Lines before the one containing "Each instance receives one keypoint. Mark the flock" are excluded; retype that line and all remaining lines of the material exactly.

Items from a data source
^^^^^^^^

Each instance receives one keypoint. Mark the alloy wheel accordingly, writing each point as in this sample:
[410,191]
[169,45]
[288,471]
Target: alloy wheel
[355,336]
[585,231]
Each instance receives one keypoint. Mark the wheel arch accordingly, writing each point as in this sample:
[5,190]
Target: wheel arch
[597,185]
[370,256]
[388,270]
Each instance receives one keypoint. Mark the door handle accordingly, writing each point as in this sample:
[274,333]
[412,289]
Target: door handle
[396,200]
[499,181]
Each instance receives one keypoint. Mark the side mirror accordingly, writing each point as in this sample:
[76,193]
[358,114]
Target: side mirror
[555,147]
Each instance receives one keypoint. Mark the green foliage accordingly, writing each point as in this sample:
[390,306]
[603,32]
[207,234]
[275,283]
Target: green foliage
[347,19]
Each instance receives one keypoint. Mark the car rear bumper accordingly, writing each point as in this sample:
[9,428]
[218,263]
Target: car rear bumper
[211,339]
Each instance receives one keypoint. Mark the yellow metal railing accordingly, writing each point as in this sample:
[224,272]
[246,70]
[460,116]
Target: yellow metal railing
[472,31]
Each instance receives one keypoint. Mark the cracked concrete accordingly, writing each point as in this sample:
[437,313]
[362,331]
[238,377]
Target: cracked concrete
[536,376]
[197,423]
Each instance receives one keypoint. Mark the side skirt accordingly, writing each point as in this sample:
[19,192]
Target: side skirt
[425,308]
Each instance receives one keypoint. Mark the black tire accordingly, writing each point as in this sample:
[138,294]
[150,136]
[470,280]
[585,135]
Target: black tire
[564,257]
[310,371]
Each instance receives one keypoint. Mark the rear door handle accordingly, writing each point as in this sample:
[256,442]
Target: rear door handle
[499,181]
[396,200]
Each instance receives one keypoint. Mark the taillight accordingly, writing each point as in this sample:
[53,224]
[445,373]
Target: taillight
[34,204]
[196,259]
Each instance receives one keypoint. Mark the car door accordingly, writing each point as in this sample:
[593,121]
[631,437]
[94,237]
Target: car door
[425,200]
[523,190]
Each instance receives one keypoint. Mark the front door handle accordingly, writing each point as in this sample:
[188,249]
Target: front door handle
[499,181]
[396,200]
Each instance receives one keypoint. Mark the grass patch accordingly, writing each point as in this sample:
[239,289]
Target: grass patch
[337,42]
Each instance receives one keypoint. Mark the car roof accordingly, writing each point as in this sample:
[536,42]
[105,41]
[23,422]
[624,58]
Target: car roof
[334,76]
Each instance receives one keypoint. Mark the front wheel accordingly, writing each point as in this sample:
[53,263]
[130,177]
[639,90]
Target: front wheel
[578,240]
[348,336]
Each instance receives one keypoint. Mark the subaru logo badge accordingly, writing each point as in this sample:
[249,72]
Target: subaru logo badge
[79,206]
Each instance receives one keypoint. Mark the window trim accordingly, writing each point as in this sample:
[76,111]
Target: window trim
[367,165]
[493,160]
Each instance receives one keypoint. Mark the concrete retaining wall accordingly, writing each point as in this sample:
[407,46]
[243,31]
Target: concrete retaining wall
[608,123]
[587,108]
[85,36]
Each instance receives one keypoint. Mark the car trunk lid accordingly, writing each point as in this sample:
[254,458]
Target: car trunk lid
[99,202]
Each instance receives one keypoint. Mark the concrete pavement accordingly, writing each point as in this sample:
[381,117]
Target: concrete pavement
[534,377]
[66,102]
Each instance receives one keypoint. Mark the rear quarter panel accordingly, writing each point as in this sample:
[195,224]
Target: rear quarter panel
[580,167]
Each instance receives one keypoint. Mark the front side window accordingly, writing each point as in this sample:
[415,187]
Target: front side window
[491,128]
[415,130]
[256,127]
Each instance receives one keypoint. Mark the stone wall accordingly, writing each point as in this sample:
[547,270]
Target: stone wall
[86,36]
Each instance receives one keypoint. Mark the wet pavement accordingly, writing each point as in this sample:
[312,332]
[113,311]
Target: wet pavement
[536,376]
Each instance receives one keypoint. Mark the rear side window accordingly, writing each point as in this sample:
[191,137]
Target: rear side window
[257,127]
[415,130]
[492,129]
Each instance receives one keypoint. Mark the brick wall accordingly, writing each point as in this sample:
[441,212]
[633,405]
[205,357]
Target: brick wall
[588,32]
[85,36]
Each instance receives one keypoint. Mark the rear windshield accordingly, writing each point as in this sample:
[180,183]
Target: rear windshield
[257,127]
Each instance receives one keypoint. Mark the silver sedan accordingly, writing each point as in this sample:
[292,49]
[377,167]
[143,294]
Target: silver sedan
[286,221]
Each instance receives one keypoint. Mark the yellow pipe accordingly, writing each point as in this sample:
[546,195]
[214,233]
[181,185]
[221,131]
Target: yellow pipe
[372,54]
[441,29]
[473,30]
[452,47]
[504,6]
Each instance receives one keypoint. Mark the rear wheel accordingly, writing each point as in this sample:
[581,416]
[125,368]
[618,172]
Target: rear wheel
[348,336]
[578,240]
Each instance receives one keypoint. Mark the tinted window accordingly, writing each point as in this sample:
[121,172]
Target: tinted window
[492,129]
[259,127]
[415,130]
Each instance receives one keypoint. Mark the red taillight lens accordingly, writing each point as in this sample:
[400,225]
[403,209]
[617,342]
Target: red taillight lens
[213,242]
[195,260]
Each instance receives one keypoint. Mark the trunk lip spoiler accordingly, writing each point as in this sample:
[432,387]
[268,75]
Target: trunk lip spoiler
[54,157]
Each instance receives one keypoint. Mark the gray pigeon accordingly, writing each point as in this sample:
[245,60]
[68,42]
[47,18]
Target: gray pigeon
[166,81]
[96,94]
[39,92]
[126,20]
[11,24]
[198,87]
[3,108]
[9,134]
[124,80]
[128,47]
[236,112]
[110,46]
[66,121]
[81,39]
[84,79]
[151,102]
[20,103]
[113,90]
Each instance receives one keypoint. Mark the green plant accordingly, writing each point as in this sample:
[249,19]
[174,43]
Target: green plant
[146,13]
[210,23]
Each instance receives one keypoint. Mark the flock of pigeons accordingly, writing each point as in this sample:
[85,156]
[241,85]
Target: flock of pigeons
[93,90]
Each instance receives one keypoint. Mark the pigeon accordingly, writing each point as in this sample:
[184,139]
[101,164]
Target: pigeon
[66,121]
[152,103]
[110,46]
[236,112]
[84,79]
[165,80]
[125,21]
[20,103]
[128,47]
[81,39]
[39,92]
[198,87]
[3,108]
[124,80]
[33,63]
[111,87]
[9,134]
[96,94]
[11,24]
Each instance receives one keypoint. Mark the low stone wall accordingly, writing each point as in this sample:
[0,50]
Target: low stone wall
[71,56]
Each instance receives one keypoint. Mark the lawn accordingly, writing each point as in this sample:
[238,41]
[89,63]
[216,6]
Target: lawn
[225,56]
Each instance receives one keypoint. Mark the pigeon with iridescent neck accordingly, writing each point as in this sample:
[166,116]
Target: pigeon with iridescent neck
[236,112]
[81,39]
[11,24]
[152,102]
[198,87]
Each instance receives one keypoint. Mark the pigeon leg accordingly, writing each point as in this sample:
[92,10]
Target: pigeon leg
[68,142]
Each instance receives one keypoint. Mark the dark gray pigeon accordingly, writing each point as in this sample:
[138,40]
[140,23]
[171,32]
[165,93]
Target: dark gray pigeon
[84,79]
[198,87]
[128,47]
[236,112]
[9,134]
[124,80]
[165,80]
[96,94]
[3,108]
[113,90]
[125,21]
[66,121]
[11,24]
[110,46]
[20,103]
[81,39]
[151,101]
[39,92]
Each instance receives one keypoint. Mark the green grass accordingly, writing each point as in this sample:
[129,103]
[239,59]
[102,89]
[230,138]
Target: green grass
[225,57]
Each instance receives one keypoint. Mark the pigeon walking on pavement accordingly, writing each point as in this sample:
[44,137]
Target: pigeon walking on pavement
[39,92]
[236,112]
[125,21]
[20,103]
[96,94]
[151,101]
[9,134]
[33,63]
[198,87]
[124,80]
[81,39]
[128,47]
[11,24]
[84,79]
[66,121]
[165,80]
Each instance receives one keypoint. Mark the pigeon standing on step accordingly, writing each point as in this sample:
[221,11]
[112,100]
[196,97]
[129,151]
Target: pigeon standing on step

^^^^^^^^

Final result:
Each instance receives one keypoint. Mark the flock of pigeons accordingly, writing each point as in this sample:
[85,156]
[241,85]
Target: flock of pigeons
[93,90]
Each instance receives one keypoint. Mark the pigeon accordingly, writing each point as in this sample:
[184,139]
[101,164]
Target: pigeon
[66,121]
[152,103]
[110,46]
[236,112]
[84,79]
[165,80]
[125,21]
[20,103]
[128,47]
[81,39]
[39,92]
[198,87]
[3,108]
[124,80]
[33,63]
[111,87]
[9,134]
[96,94]
[11,24]
Each instance receives one keypoint. Mark the low stone wall accordingly, writing each point as in this sample:
[0,50]
Target: low stone wall
[71,56]
Each instance receives one keypoint. Mark the lawn accordingly, writing each point as in this sample:
[238,41]
[89,63]
[216,6]
Target: lawn
[225,56]
Each instance receives one keypoint. Mark the pigeon with iridescent neck accordingly, writing each point as in this sample:
[166,116]
Target: pigeon with iridescent neck
[236,112]
[81,39]
[11,24]
[152,102]
[198,87]
Each instance receives one keypoint. Mark the pigeon leg accordingly, writing each point as in this sample:
[92,10]
Target: pigeon leg
[68,142]
Each instance receives one keypoint. Mark the dark gray pigeon accordingly, writing each point as in this sample:
[138,40]
[140,23]
[171,32]
[165,93]
Target: dark gray pigeon
[84,79]
[198,87]
[128,47]
[236,112]
[9,134]
[124,80]
[165,80]
[96,94]
[3,108]
[113,90]
[125,21]
[66,121]
[11,24]
[110,46]
[20,103]
[81,39]
[151,101]
[39,92]
Each instance receives one keypoint. Mark the green grass accordingly, writing each point as in this sample:
[129,103]
[239,59]
[102,89]
[230,138]
Target: green grass
[225,57]
Each instance receives one keypoint. Mark the pigeon walking on pavement accordingly, writing each point as in this sample:
[44,137]
Target: pigeon walking on pavement
[39,92]
[236,112]
[125,21]
[20,103]
[96,94]
[151,101]
[9,134]
[33,63]
[198,87]
[124,80]
[81,39]
[128,47]
[11,24]
[84,79]
[66,121]
[165,80]
Each instance receives one keypoint. Mark the pigeon standing on step accordingly, writing each point as in this sample:
[221,11]
[112,100]
[196,97]
[129,151]
Target: pigeon standing on step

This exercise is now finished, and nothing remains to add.